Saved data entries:
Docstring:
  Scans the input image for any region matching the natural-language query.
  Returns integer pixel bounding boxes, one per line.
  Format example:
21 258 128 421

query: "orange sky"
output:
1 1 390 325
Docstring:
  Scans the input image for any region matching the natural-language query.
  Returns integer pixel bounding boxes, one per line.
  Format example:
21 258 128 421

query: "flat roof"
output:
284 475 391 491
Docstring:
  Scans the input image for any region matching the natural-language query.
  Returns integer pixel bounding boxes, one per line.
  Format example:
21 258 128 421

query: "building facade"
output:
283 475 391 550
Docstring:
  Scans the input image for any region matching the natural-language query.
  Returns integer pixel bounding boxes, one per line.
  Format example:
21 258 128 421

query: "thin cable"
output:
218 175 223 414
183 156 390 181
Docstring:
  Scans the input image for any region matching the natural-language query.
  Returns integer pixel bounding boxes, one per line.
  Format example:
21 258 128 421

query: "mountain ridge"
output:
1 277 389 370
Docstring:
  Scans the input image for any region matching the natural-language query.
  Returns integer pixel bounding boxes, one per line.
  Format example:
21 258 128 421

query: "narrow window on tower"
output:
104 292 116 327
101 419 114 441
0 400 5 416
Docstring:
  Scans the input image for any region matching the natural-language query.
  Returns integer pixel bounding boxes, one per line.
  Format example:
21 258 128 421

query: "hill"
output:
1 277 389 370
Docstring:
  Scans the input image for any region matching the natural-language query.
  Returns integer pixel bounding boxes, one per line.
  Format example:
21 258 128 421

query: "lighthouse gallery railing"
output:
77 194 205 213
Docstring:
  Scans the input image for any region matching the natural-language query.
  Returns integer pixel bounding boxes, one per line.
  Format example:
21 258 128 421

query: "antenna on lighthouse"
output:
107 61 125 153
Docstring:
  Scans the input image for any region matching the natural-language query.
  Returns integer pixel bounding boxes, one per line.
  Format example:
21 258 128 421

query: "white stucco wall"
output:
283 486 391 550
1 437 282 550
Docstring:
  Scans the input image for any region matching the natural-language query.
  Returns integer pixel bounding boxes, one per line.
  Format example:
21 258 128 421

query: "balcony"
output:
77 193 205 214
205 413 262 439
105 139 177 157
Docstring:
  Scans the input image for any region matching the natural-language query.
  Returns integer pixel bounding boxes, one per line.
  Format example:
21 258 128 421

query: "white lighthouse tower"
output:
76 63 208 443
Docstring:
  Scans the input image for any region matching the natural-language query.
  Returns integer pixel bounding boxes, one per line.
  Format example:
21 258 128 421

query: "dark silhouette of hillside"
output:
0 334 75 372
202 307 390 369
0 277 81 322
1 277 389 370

EXERCISE DESCRIPTION |
Scan the entries above and return each line that holds "tower".

RESULT FOR THIS TASK |
query: "narrow window on tower"
query: "white lighthouse tower"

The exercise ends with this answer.